## TASK STATEMENT
Verbatim copy without images: return all of the data as it stands.
=== Section Start ===
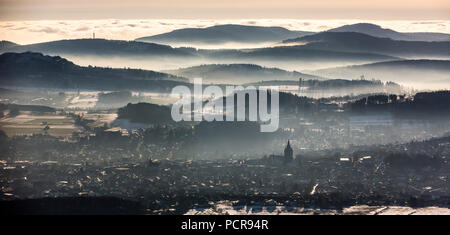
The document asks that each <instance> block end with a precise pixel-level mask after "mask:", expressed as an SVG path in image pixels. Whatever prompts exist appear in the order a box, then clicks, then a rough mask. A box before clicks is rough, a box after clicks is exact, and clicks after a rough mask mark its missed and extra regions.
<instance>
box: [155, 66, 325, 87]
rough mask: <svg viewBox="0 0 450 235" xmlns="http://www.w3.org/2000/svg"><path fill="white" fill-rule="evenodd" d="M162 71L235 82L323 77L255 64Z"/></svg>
mask: <svg viewBox="0 0 450 235" xmlns="http://www.w3.org/2000/svg"><path fill="white" fill-rule="evenodd" d="M163 72H166V73H170V74H174V75H178V76H182V77H186V78H203V80H204V82H216V83H224V82H227V83H235V84H242V83H248V82H258V81H267V80H294V81H298V79H299V78H303V79H325V78H322V77H318V76H313V75H309V74H304V73H300V72H297V71H286V70H282V69H278V68H267V67H262V66H259V65H256V64H204V65H199V66H193V67H188V68H181V69H177V70H165V71H163Z"/></svg>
=== Section End ===
## ANSWER FOR THE TASK
The document asks that each <instance> block end with a precise pixel-level mask after "mask:", expressed as an SVG path in image pixels. Whatever prompts exist appear in the order a box, then clicks, then a rough mask. A box before clicks is rough, a box after clicks is exact, and clicks after a rough mask mark its missed and extra regions.
<instance>
box: [155, 66, 325, 87]
rough mask: <svg viewBox="0 0 450 235" xmlns="http://www.w3.org/2000/svg"><path fill="white" fill-rule="evenodd" d="M162 71L235 82L323 77L255 64Z"/></svg>
mask: <svg viewBox="0 0 450 235" xmlns="http://www.w3.org/2000/svg"><path fill="white" fill-rule="evenodd" d="M163 72H166V73H170V74H174V75H178V76H182V77H186V78H203V80H204V82H216V83H224V82H227V83H235V84H242V83H248V82H258V81H267V80H294V81H298V79H299V78H303V79H325V78H322V77H318V76H313V75H309V74H304V73H300V72H297V71H286V70H282V69H278V68H267V67H262V66H259V65H256V64H204V65H199V66H193V67H188V68H181V69H177V70H165V71H163Z"/></svg>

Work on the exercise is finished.